Problem details :: Keep the wording of every entry exactly as it is while leaving the pictures out of your copy.

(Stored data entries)

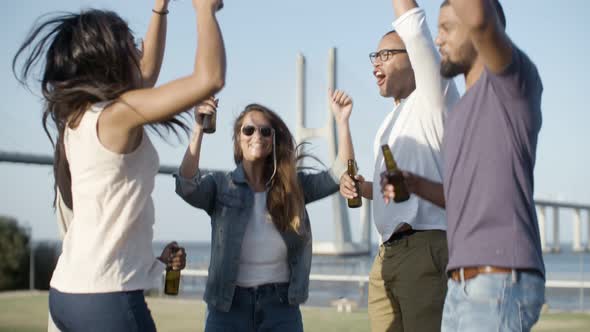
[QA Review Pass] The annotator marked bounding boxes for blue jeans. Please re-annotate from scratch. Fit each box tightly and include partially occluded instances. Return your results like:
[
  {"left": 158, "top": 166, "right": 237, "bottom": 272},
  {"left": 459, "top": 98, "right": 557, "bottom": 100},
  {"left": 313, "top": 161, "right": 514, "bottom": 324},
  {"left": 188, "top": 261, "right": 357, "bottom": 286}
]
[
  {"left": 49, "top": 288, "right": 156, "bottom": 332},
  {"left": 205, "top": 283, "right": 303, "bottom": 332},
  {"left": 441, "top": 270, "right": 545, "bottom": 332}
]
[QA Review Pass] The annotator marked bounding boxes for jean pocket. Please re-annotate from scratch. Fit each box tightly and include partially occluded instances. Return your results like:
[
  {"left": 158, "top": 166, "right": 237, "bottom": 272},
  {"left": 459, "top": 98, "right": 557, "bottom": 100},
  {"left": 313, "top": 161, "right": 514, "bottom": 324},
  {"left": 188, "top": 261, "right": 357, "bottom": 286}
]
[
  {"left": 516, "top": 298, "right": 543, "bottom": 332},
  {"left": 516, "top": 273, "right": 545, "bottom": 331},
  {"left": 462, "top": 274, "right": 506, "bottom": 305}
]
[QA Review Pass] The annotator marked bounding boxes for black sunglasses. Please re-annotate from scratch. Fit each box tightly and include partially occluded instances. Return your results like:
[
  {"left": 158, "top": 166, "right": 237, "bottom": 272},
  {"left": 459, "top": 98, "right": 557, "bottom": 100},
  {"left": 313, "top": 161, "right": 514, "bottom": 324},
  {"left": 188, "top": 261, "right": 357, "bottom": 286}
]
[
  {"left": 369, "top": 49, "right": 407, "bottom": 64},
  {"left": 241, "top": 125, "right": 274, "bottom": 137}
]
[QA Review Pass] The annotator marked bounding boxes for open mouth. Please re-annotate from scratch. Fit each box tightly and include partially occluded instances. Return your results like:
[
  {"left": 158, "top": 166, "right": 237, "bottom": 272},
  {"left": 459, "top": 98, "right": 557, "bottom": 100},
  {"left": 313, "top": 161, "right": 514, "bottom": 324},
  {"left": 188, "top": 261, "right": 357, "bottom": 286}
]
[{"left": 374, "top": 70, "right": 386, "bottom": 87}]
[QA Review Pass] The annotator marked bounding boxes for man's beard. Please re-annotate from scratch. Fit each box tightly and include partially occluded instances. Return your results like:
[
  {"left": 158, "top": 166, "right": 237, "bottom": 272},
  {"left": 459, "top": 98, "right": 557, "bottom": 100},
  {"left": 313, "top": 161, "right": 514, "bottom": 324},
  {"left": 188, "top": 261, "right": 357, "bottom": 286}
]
[
  {"left": 440, "top": 42, "right": 477, "bottom": 78},
  {"left": 440, "top": 59, "right": 468, "bottom": 78}
]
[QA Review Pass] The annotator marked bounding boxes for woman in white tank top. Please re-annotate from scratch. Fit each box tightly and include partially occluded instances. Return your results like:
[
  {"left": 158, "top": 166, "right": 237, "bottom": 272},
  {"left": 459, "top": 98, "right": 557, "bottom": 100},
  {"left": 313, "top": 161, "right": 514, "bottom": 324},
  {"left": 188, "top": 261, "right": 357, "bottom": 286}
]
[{"left": 13, "top": 0, "right": 226, "bottom": 330}]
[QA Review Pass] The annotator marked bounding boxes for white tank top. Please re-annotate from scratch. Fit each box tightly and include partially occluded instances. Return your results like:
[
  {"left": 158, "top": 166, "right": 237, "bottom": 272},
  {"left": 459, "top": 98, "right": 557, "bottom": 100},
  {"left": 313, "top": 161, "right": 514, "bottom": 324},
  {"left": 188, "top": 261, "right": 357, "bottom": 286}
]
[
  {"left": 50, "top": 102, "right": 165, "bottom": 293},
  {"left": 236, "top": 192, "right": 289, "bottom": 287}
]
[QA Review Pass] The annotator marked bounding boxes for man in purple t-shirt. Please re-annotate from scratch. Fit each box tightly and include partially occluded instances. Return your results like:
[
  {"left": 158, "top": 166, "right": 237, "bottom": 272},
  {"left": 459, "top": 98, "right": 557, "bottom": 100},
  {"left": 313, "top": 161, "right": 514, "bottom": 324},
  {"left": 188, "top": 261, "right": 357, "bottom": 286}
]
[
  {"left": 383, "top": 0, "right": 545, "bottom": 330},
  {"left": 435, "top": 0, "right": 545, "bottom": 331}
]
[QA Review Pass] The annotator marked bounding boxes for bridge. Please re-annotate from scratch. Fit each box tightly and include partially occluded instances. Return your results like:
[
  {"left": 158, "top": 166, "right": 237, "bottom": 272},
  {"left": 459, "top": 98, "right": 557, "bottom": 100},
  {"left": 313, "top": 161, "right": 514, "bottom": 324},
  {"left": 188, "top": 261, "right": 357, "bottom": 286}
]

Answer box ::
[QA Review Pass] The annotator marked bounding boxes for blue jeans. Please re-annotate from scratch. Fit each box tightly and include partially occluded instances. Return your results like:
[
  {"left": 158, "top": 166, "right": 237, "bottom": 272},
  {"left": 459, "top": 98, "right": 557, "bottom": 100},
  {"left": 313, "top": 161, "right": 514, "bottom": 324},
  {"left": 188, "top": 261, "right": 357, "bottom": 286}
]
[
  {"left": 49, "top": 288, "right": 156, "bottom": 332},
  {"left": 205, "top": 283, "right": 303, "bottom": 332},
  {"left": 441, "top": 270, "right": 545, "bottom": 332}
]
[QA Review Pass] The annotator marked bounding boxes for jean pocket. Please re-annotate from scratch. Fit each box tightly and include partially occluded instances. Return your results like:
[
  {"left": 158, "top": 166, "right": 237, "bottom": 272},
  {"left": 459, "top": 98, "right": 557, "bottom": 100},
  {"left": 313, "top": 161, "right": 514, "bottom": 324},
  {"left": 188, "top": 261, "right": 357, "bottom": 286}
]
[
  {"left": 516, "top": 298, "right": 543, "bottom": 332},
  {"left": 516, "top": 273, "right": 545, "bottom": 331},
  {"left": 462, "top": 274, "right": 506, "bottom": 305}
]
[QA Review Pass] The annotator marked bounding boxes for black sunglasses. Please re-annotate from scratch. Fit each box tightly and include partially occluded instances. Return your results like:
[
  {"left": 158, "top": 166, "right": 237, "bottom": 272},
  {"left": 459, "top": 98, "right": 557, "bottom": 100},
  {"left": 313, "top": 161, "right": 514, "bottom": 324},
  {"left": 188, "top": 261, "right": 357, "bottom": 286}
]
[
  {"left": 369, "top": 49, "right": 407, "bottom": 64},
  {"left": 241, "top": 125, "right": 274, "bottom": 137}
]
[QA Review Pass] The annotator marked bounding boxes for open mouth. Please re-annotate from scratch. Fit each box tightly and include partially occluded instances. Return your results like:
[
  {"left": 158, "top": 166, "right": 237, "bottom": 272},
  {"left": 459, "top": 98, "right": 557, "bottom": 100},
  {"left": 313, "top": 161, "right": 514, "bottom": 324},
  {"left": 188, "top": 261, "right": 357, "bottom": 286}
]
[{"left": 374, "top": 70, "right": 386, "bottom": 87}]
[QA Review Pass] The annotator marked bounding boxes for man's beard. Please re-annotate from scratch. Fit each box tightly and include partially occluded instances. Return your results like:
[
  {"left": 158, "top": 166, "right": 237, "bottom": 272},
  {"left": 459, "top": 98, "right": 557, "bottom": 100},
  {"left": 313, "top": 161, "right": 514, "bottom": 324},
  {"left": 188, "top": 261, "right": 357, "bottom": 286}
]
[
  {"left": 440, "top": 42, "right": 477, "bottom": 78},
  {"left": 440, "top": 59, "right": 468, "bottom": 78}
]
[QA Review Pass] The annotator marked bounding boxes for woman in white tank top. Please re-annotate from scratch. Fit each box tightly and include partially occluded instances. Return your results like:
[
  {"left": 158, "top": 166, "right": 237, "bottom": 272},
  {"left": 459, "top": 98, "right": 557, "bottom": 100},
  {"left": 313, "top": 161, "right": 514, "bottom": 324},
  {"left": 188, "top": 261, "right": 357, "bottom": 286}
]
[{"left": 13, "top": 0, "right": 226, "bottom": 330}]
[QA Review Pass] The annotator marked bounding boxes for white tank top. Please re-annotate from scratch. Fit each box tightly and include partially occluded instances. Return your results like:
[
  {"left": 158, "top": 166, "right": 237, "bottom": 272},
  {"left": 459, "top": 98, "right": 557, "bottom": 100},
  {"left": 313, "top": 161, "right": 514, "bottom": 324},
  {"left": 188, "top": 261, "right": 357, "bottom": 286}
]
[
  {"left": 50, "top": 102, "right": 165, "bottom": 293},
  {"left": 236, "top": 192, "right": 289, "bottom": 287}
]
[QA Review Pass] The annotator marked bounding boxes for man in purple t-shirt. Please re-annotate from scratch. Fit each box tightly and include partially occluded instances. Return your results like:
[
  {"left": 158, "top": 166, "right": 237, "bottom": 272},
  {"left": 459, "top": 98, "right": 557, "bottom": 100},
  {"left": 313, "top": 161, "right": 514, "bottom": 324},
  {"left": 188, "top": 261, "right": 357, "bottom": 286}
]
[
  {"left": 383, "top": 0, "right": 545, "bottom": 330},
  {"left": 435, "top": 0, "right": 545, "bottom": 331}
]
[QA Review Pass] The annotator marked bounding boxes for bridge. Please re-annotate from scratch. Fit each box tightly and include partially occluded instances. Return your results like:
[
  {"left": 158, "top": 166, "right": 237, "bottom": 272},
  {"left": 459, "top": 98, "right": 557, "bottom": 100},
  {"left": 313, "top": 161, "right": 514, "bottom": 324},
  {"left": 188, "top": 261, "right": 357, "bottom": 286}
]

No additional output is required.